Bacaan:
== == ==

Cerita Fiktif Ken Arok, Upaya Pengaburan Sejarah versi Kolonial Belanda

Cerita Fiktif Ken Arok, Upaya Pengaburan Sejarah versi Kolonial belanda (Ken Arok merupakan tokoh fiktif).

Diakui atau tidak, sejarah peradaban bangsa Indonesia masih didominasi oleh produk fiktih sejarah buatan Belanda. Rekayasa sejarah hingga saat ini masih digunakan dalam sistem pendidikan kita walau tidak ada bukti prasasti atau naskah kuno yang mendukung kebenarannya.

Sunan Kudus melawan Saridin misalnya, masih banyak diyakini sebagai legenda cerita rakyat yang dianggap nyata. Padahal kedua wali tersebut tidak pernah bertemu karena beda masa. Di sekolah pun, Serat Pararaton bikinan Belanda masih diajarkan untuk mengetahui tokoh misterius Ken Arok, nama raja dari Singasari yang tidak bisa diuji kebenarannya.

Menurut K.H. Agus Sunyoto : “Tidak ada satu pun prasasti atau naskah kidung yang menyebut Ken Arok. Nama itu baru muncul di zaman Belanda saat Perang Diponegoro,”

== == ==

Cuplikan data anotasi titik
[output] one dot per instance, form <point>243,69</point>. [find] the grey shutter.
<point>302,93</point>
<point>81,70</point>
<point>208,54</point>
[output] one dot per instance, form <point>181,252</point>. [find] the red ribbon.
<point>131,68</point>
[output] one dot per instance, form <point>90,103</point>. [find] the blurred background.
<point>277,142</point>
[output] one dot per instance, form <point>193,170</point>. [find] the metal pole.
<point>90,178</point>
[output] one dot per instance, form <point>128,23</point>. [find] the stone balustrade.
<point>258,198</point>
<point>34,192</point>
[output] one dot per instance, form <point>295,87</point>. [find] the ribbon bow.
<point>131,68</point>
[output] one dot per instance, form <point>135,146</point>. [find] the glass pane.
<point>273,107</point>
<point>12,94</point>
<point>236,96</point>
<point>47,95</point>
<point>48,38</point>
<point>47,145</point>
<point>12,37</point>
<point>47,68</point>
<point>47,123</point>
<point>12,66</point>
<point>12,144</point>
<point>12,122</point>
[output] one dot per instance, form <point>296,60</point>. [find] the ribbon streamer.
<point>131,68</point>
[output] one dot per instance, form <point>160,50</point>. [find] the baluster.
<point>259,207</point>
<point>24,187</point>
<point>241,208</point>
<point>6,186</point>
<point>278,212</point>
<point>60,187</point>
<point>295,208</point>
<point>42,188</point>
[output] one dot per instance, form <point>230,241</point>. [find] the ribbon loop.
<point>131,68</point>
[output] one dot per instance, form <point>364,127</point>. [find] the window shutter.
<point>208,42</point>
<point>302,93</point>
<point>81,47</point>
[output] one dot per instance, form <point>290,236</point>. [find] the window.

== == ==

Petunjuk:
1. Jawab pertanyaan berikut berdasarkan bacaan tentang Ken Arok.
(a) Ken Arok disebut sebagai raja dari mana?
(b) Mengapa Sunan Kudus dan Saridin tidak pernah bertemu?
(c) Menurut K.H. Agus Sunyoto, kapan nama Ken Arok baru muncul?
2. Tentukan apakah setiap pernyataan berikut sesuai dengan bacaan tentang Ken Arok. Jawab ya atau tidak, lalu kutip kata-kata bacaan yang menjadi dasarnya.
(a) Serat Pararaton sudah tidak diajarkan lagi di sekolah.
(b) Menurut K.H. Agus Sunyoto, ada prasasti yang menyebut Ken Arok.
(c) Sunan Kudus dan Saridin disebut sebagai wali.

Jawaban:
1.
(a) Singasari.
(b) Karena beda masa.
(c) Di zaman Belanda saat Perang Diponegoro.

2.
(a) Tidak: "Di sekolah pun, Serat Pararaton bikinan Belanda masih diajarkan"
(b) Tidak: "Tidak ada satu pun prasasti atau naskah kidung yang menyebut Ken Arok."
(c) Ya: "Padahal kedua wali tersebut tidak pernah bertemu karena beda masa."